> [WHAT IS EXPECTED]
An exact copy is needed of each line from the one including "negative clicks: (244, 113)" through the last line of the entries, both ends counted, with nothing added.

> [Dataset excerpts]
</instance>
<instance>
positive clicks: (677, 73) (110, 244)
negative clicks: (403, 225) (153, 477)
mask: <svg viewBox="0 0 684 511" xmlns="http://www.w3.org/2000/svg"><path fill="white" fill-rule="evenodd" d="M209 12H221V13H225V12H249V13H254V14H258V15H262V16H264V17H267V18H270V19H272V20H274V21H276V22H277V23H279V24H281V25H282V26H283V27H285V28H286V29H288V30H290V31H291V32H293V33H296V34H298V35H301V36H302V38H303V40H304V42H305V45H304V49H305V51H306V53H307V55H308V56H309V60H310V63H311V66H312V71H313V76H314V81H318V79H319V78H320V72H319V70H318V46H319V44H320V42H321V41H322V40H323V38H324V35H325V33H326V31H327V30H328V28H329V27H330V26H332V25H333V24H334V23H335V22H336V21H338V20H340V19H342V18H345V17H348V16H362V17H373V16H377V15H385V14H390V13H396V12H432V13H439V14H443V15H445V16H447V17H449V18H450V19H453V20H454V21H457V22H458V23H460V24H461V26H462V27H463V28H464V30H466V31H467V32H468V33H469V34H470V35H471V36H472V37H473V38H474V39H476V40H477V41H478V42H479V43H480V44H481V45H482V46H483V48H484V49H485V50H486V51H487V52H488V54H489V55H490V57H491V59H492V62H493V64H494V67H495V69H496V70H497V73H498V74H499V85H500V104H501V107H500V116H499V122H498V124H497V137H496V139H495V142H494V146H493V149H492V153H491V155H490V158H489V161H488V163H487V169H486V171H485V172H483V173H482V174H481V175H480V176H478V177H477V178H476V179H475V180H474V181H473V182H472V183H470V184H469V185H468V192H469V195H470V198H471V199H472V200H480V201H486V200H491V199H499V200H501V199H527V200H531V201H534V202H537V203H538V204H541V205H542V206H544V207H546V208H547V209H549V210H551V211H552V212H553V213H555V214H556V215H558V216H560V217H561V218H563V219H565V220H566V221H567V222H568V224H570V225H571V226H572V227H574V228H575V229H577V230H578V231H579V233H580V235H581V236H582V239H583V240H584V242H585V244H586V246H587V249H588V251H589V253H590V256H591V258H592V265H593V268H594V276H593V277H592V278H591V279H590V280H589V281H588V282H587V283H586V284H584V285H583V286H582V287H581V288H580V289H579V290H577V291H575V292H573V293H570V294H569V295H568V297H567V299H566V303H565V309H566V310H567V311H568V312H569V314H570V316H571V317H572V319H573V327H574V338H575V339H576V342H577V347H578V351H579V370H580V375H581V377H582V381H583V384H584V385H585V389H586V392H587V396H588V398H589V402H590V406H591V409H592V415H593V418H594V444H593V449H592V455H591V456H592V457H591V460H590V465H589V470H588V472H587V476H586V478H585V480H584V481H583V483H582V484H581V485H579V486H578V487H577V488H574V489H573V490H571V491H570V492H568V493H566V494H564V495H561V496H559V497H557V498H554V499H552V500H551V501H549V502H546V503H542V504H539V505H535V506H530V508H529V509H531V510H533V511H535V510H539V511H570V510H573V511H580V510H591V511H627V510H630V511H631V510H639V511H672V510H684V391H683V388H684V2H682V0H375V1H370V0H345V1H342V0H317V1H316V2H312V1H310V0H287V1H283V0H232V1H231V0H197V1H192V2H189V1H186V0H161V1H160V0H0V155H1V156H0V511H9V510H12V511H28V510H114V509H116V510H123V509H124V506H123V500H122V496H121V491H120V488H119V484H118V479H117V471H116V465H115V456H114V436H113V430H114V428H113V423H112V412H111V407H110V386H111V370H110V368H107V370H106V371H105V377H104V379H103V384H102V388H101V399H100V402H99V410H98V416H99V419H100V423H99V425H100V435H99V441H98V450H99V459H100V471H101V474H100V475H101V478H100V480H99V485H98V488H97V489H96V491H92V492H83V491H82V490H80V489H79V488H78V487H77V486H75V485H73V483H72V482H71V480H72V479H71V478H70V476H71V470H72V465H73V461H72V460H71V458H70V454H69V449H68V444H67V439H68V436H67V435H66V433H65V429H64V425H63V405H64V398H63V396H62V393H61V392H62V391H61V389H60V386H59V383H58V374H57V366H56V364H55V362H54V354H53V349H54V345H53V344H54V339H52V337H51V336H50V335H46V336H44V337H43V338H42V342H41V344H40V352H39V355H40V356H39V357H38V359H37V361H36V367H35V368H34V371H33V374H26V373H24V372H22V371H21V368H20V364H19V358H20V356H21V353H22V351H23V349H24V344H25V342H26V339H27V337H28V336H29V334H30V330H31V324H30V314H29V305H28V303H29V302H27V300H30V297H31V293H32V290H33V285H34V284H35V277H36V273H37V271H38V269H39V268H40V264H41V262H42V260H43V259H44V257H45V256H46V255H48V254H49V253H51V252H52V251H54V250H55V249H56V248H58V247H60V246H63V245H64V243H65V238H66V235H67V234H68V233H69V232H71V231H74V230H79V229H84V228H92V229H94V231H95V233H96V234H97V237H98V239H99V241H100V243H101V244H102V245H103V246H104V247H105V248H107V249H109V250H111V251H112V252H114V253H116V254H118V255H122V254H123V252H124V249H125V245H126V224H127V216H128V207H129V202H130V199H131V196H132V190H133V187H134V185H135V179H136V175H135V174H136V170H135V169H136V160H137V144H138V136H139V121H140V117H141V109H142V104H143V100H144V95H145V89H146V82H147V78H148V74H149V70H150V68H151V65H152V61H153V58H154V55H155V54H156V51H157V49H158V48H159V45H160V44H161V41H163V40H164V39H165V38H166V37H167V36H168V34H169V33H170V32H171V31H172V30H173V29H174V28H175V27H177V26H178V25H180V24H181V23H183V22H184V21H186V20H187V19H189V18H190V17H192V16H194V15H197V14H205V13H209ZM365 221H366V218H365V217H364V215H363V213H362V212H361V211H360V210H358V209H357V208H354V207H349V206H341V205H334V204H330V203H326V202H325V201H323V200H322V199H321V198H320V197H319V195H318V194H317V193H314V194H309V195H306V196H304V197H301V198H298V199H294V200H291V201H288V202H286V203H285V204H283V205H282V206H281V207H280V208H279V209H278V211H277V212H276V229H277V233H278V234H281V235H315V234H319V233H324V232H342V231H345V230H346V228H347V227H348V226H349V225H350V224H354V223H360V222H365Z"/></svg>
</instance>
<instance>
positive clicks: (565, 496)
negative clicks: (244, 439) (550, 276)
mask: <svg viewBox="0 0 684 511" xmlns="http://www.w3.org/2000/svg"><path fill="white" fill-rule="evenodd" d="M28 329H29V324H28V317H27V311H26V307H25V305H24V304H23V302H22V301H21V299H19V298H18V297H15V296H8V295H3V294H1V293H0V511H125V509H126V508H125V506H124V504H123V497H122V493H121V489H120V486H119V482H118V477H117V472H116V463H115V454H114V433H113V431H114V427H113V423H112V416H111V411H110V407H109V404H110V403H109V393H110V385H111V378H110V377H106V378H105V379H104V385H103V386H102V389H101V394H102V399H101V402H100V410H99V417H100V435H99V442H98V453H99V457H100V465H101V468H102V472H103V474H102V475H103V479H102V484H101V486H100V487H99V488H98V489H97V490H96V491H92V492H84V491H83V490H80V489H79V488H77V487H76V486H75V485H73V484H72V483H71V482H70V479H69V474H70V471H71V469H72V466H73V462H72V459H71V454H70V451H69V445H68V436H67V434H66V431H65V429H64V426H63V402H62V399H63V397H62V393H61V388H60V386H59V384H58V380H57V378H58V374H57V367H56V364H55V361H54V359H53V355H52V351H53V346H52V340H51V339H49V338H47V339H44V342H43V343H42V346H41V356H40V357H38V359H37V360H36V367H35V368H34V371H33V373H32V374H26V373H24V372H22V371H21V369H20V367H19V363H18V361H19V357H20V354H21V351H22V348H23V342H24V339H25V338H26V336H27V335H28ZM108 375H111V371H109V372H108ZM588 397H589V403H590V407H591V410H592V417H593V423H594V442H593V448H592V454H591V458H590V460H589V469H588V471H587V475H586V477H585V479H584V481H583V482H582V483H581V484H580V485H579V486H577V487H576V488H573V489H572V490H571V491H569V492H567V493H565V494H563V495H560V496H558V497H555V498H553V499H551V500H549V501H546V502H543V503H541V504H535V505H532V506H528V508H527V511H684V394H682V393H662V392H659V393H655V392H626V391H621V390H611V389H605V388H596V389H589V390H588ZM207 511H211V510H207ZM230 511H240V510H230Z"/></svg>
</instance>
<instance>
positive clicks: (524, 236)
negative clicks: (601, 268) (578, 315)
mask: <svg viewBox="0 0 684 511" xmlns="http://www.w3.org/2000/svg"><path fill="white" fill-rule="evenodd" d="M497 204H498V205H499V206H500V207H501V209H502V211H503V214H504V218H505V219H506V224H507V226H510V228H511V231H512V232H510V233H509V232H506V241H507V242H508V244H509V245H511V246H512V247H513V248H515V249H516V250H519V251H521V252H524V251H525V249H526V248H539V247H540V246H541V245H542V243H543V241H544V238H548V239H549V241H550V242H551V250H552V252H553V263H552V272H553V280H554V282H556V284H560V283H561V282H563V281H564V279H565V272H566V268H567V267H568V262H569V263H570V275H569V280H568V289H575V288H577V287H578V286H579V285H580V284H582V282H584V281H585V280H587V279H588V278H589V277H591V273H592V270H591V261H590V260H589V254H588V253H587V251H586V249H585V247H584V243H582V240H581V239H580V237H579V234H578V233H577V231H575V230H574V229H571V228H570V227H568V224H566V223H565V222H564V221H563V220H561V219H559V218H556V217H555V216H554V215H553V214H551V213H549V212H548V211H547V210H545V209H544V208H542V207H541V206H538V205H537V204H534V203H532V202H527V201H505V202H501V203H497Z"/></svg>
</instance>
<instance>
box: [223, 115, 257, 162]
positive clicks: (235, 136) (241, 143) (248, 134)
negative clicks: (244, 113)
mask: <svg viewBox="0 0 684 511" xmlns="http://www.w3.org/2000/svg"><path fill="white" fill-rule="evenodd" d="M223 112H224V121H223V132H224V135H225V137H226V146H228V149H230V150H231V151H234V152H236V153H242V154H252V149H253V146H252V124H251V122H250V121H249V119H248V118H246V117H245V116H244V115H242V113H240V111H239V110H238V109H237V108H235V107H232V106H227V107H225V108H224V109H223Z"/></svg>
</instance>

> [YOUR RESPONSE]
negative clicks: (244, 113)
mask: <svg viewBox="0 0 684 511" xmlns="http://www.w3.org/2000/svg"><path fill="white" fill-rule="evenodd" d="M223 112H224V121H223V132H224V135H225V137H226V146H228V149H230V150H231V151H234V152H236V153H242V154H252V149H253V146H252V124H251V122H250V121H249V119H248V118H246V117H245V116H244V115H242V113H240V111H239V110H238V109H237V108H235V107H232V106H227V107H225V108H224V109H223Z"/></svg>
</instance>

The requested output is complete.